*** Opening of Data for review ***
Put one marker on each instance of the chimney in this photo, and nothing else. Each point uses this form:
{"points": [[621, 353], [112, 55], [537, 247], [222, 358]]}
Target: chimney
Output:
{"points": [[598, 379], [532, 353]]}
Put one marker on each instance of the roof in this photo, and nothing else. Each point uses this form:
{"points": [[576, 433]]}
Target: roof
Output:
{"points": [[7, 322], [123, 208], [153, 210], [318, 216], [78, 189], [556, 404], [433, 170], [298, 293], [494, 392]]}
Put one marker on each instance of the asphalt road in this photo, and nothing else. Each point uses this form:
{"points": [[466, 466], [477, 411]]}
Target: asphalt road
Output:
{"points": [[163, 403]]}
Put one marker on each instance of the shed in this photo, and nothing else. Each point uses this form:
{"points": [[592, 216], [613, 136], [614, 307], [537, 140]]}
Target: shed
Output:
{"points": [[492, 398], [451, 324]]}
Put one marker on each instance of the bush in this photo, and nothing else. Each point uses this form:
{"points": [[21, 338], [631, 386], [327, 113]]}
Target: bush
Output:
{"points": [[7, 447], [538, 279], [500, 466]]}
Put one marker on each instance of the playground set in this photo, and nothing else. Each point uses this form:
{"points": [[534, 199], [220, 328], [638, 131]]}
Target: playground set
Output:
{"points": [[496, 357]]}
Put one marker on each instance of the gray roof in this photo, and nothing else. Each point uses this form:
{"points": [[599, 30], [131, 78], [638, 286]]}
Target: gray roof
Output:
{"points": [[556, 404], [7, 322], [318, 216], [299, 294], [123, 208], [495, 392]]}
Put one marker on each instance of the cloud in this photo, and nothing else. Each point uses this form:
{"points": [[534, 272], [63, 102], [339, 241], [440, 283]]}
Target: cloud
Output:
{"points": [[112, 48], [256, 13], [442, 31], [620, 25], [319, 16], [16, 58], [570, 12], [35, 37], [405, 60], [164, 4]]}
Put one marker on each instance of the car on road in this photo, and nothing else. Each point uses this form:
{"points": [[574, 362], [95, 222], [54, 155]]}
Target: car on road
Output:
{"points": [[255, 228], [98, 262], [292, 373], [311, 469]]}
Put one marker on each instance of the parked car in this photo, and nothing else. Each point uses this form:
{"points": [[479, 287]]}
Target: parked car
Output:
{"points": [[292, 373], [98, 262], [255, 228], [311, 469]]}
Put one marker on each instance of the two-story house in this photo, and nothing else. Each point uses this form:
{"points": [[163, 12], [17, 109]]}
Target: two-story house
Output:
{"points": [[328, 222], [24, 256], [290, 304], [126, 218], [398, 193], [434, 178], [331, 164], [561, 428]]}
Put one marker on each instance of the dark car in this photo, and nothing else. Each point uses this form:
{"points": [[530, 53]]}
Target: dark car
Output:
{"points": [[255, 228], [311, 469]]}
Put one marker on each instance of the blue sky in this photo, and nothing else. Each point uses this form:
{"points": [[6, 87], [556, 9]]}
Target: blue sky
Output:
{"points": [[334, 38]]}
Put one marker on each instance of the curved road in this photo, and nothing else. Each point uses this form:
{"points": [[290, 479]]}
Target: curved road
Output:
*** Close of Data for review ***
* _Task requirements_: Please extract exactly, and only, the lines from the line containing "Target: blue sky" through the last line of the records.

* _Solution to this task_:
Target: blue sky
Output:
{"points": [[334, 38]]}
Put one marker on each instance of the curved road in this photo, and nothing else. Each point uses this form:
{"points": [[290, 479]]}
Target: curved road
Output:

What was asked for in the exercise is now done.